> [Instrução 1]: Nas linhas abaixo, substitua "Query" por "Busca" e reescreva o trecho entre a linha que contém "Exercise. Indicate the wooden table" e a linha que contém "x=197, y=227", inclusive, sem mudar mais nada.
▬▬▬▬▬▬▬▬▬▬
Votação relâmpago de PEC encerra dia marcado pela ausência de Paulo Guedes em comissão da reforma da Previdência. Senado Bolsonaro usou a manhã para ir ao cinema

Afonso Benites, do El País

A terça-feira deveria ter sido o marco dos primeiros passos da Reforma da Previdência na Comissão de Constituição e Justiça da Câmara. A abertura com chave de ouro para o Governo seria o ministro da Economia, Paulo Guedes, explicando aos parlamentares os detalhes da proposta de emenda constitucional enviada pela gestão Jair Bolsonaro (PSL). Uma demonstração de respeito ao Parlamento. Mas, avaliando o clima político desfavorável após os bate-bocas das últimas semanas e notando que a oposição se preparava para uma série de questionamentos, Guedes se negou a debater com os deputados. Foi chamado de "fujão" pelos opositores. O ministro Onyx Lorenzoni, da Casa Civil, fez uma reunião para tentar mostrar articulação com as lideranças partidárias. Enquanto isso, em seu gabinete, Guedes se reuniu apenas com representantes do PSL para tentar afinar o discurso.

Mas nem isso salvaria o enredo da terça. O Governo Bolsonaro viu a Câmara aprovar em dois turnos e em votação relâmpago um projeto capaz de engessar o Orçamento da União e torná-lo impositivo. Atualmente, o Executivo tem uma margem de manobra sobre o orçamento aprovado pelo Legislativo. Caso essa proposta, uma "pauta bomba" apresentada ainda contra Dilma Rousseff, seja aprovada no Senado também em dois turnos, a gestão federal teria menor controle sobre a destinação de seus recursos. Por consequência, os parlamentares teriam maior controle sobre esse dinheiro.

Outra agenda
Ainda pela manhã, enquanto o ministro Guedes anunciava que não participaria da audiência pública na CCJ (Comissão de Constituição e Justiça da Câmara), o presidente Bolsonaro ia ao cinema em um shopping de Brasília em uma agenda extraoficial. Acompanhado da primeira-dama, Michele Bolsonaro, e da ministra das Mulheres, da Família e dos Direitos Humanos, Damares Alves, assistiu à pré-estreia do filme Superação – O milagre da fé. Na plateia também estavam pessoas surdas de associações que são apoiadas pelo ministério e pela primeira-dama. Foi uma sinalização importante de prestígio à Damares, a quem ele disse recentemente que trabalhava em uma pasta menos importante do que as demais. Foi lido também, no entanto, como um descolamento do assunto mais quente na capital federal, as mudanças nas aposentadorias.
▬▬▬▬▬▬▬▬▬▬
> [Instrução 2]: Exiba, sem nenhuma alteração, o trecho da reportagem entre "A terça-feira deveria" e "afinar o discurso.", inclusive.

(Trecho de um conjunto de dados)
▬▬▬▬▬▬▬▬▬▬
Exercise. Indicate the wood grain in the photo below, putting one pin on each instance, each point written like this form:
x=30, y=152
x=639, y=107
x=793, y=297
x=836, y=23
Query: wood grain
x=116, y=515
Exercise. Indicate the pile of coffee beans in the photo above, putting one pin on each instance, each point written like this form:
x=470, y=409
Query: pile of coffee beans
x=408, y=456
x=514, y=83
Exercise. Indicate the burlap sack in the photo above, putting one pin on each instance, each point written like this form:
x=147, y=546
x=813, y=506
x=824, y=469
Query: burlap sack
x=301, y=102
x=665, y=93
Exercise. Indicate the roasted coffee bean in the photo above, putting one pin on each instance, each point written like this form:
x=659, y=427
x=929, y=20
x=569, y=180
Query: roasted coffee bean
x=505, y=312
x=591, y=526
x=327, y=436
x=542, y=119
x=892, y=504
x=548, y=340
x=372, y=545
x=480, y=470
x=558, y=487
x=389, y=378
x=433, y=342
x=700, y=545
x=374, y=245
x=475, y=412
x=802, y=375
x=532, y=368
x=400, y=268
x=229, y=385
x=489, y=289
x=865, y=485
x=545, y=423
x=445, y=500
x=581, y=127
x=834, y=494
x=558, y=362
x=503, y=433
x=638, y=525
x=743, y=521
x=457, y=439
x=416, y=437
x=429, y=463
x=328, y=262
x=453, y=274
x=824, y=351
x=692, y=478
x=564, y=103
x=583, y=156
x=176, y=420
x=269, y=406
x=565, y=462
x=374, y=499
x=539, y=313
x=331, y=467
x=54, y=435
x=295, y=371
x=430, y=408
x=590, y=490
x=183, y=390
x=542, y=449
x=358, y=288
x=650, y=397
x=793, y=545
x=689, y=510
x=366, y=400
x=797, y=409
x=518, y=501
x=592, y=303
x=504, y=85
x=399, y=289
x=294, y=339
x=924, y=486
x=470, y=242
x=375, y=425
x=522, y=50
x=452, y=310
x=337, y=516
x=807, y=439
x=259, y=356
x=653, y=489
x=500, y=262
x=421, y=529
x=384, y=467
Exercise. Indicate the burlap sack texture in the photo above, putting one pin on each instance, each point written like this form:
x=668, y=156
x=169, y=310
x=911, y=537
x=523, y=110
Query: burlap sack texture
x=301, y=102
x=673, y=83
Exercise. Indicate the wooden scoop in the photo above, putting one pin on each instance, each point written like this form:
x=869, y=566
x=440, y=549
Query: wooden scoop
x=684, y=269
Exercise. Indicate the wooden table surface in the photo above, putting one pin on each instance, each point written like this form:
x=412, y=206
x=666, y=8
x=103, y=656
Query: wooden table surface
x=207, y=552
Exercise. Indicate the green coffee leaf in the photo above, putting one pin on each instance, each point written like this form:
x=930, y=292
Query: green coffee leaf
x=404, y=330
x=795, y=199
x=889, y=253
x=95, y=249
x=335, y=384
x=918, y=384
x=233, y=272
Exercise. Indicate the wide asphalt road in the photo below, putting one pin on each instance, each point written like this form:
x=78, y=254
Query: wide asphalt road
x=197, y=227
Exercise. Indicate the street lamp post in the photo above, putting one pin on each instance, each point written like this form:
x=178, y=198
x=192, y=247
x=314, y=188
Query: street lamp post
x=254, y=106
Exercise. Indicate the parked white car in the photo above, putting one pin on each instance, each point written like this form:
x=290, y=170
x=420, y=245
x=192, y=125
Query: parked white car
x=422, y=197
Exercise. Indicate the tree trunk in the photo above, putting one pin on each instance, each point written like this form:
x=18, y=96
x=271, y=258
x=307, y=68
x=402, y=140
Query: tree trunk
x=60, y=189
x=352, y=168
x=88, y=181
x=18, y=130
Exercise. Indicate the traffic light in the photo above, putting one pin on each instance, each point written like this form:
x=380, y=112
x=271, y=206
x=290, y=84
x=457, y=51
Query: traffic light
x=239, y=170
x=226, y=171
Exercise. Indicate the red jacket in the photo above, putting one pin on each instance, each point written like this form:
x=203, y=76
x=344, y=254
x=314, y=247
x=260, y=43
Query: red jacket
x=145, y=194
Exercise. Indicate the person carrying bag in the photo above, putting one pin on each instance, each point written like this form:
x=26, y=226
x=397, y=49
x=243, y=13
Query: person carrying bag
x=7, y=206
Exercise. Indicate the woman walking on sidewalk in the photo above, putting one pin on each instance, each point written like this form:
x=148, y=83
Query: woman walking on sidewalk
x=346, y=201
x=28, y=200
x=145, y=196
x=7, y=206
▬▬▬▬▬▬▬▬▬▬
> [Resultado correto 1]:
Exercise. Indicate the wooden table surface in the photo above, putting one pin on each instance, each point written like this form:
x=412, y=206
x=666, y=8
x=103, y=656
Busca: wooden table surface
x=207, y=552
Exercise. Indicate the green coffee leaf in the photo above, putting one pin on each instance, each point written like this form:
x=930, y=292
Busca: green coffee leaf
x=404, y=330
x=795, y=199
x=889, y=253
x=95, y=249
x=335, y=384
x=918, y=384
x=233, y=272
Exercise. Indicate the wide asphalt road in the photo below, putting one pin on each instance, each point written like this form:
x=78, y=254
Busca: wide asphalt road
x=197, y=227

> [Resultado correto 2]:
A terça-feira deveria ter sido o marco dos primeiros passos da Reforma da Previdência na Comissão de Constituição e Justiça da Câmara. A abertura com chave de ouro para o Governo seria o ministro da Economia, Paulo Guedes, explicando aos parlamentares os detalhes da proposta de emenda constitucional enviada pela gestão Jair Bolsonaro (PSL). Uma demonstração de respeito ao Parlamento. Mas, avaliando o clima político desfavorável após os bate-bocas das últimas semanas e notando que a oposição se preparava para uma série de questionamentos, Guedes se negou a debater com os deputados. Foi chamado de "fujão" pelos opositores. O ministro Onyx Lorenzoni, da Casa Civil, fez uma reunião para tentar mostrar articulação com as lideranças partidárias. Enquanto isso, em seu gabinete, Guedes se reuniu apenas com representantes do PSL para tentar afinar o discurso.